Copy out the data exactly, leaving the pictures behind.

(Raw records)
-- Begin --
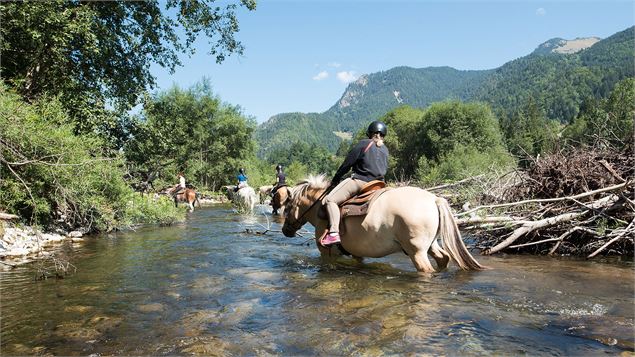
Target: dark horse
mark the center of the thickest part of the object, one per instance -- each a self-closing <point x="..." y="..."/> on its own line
<point x="188" y="196"/>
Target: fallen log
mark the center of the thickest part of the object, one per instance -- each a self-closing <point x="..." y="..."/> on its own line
<point x="547" y="222"/>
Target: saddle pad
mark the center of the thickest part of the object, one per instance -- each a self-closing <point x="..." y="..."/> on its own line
<point x="358" y="206"/>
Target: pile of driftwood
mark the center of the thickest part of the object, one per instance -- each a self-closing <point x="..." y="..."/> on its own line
<point x="581" y="203"/>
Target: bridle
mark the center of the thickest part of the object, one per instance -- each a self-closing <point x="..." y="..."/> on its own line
<point x="297" y="224"/>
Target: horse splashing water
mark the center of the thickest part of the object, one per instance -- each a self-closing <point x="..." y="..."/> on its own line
<point x="404" y="219"/>
<point x="188" y="196"/>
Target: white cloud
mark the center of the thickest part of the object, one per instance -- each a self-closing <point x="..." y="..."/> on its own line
<point x="346" y="76"/>
<point x="320" y="76"/>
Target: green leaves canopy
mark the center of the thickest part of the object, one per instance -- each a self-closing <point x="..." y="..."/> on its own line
<point x="190" y="131"/>
<point x="98" y="52"/>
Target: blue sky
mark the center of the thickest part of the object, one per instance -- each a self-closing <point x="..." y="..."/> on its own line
<point x="300" y="55"/>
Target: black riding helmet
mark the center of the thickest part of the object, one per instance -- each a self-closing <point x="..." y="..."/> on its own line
<point x="376" y="127"/>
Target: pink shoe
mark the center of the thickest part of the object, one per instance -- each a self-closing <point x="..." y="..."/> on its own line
<point x="330" y="239"/>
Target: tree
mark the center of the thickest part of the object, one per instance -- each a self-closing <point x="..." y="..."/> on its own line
<point x="606" y="122"/>
<point x="95" y="53"/>
<point x="190" y="131"/>
<point x="528" y="132"/>
<point x="48" y="175"/>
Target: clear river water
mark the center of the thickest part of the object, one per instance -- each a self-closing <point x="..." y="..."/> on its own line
<point x="212" y="286"/>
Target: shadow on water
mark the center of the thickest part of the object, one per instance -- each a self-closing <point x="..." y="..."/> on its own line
<point x="207" y="286"/>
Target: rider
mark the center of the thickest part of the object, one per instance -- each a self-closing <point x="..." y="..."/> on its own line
<point x="369" y="161"/>
<point x="181" y="185"/>
<point x="242" y="180"/>
<point x="280" y="180"/>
-- End --
_The solution_.
Target: dark horse
mark the center of the thickest part of the object, one per instance -- each a self-closing <point x="..." y="..."/> on its own line
<point x="188" y="196"/>
Target: fallen log
mark the center of the thickest part of the object, one per instance -- each a self-closing <point x="..." y="..."/> on its own line
<point x="547" y="222"/>
Target: saddle pad
mark the center of the thickest part of the object, one per instance -- each a self-closing <point x="..." y="..."/> on its own line
<point x="358" y="206"/>
Target: pile of driftwood
mark the center of the thickest part of the object, one per instance -- each a self-closing <point x="..." y="..."/> on its own line
<point x="581" y="203"/>
Target: bridle
mark the center of the thickest part of the object, one per instance -- each a self-closing <point x="..." y="..."/> on its own line
<point x="297" y="224"/>
Target: horse splashing water
mark the center of the thickest part of the object, one per instance -- each a self-closing <point x="..." y="..."/> on its own line
<point x="404" y="219"/>
<point x="188" y="196"/>
Target: white cloud
mark the center of the thickest part of the object, one per instance -- each a self-closing <point x="..." y="..."/> on its own line
<point x="346" y="76"/>
<point x="320" y="76"/>
Target: green leaves canopy
mark the center of the thickest part of the object, one per instance -- each a self-closing <point x="..." y="..."/> on its own line
<point x="190" y="131"/>
<point x="98" y="52"/>
Target: blue sky
mark the center of the thickest part of the object, one per instance -- each a self-closing <point x="..." y="..."/> on its own line
<point x="300" y="55"/>
Target: black riding helmet
mark the center of the thickest part of the object, one per instance -- each a self-closing <point x="..." y="..."/> on its own line
<point x="376" y="127"/>
Target: pink shoe
mark the center of the thickest part of the object, one per instance -- each a self-closing <point x="..." y="..."/> on its own line
<point x="330" y="239"/>
Target: tree
mark the center of the thickest part of the object, one per instance -- each a self-closing <point x="..." y="..."/> on its own line
<point x="606" y="122"/>
<point x="95" y="53"/>
<point x="190" y="131"/>
<point x="528" y="132"/>
<point x="48" y="175"/>
Target: clear river water
mark the center of the thickest part of the object, one per instance -- each a self-closing <point x="..." y="..."/> on its own line
<point x="212" y="286"/>
Target: shadow on water
mark the center of the thickest part of the object, one per instance -- each a self-closing <point x="..." y="..."/> on its own line
<point x="207" y="286"/>
Target: rider
mark the center of the thickest part of the object, one per instance -- each a self-closing <point x="..." y="..."/> on its own line
<point x="369" y="161"/>
<point x="181" y="185"/>
<point x="242" y="180"/>
<point x="280" y="180"/>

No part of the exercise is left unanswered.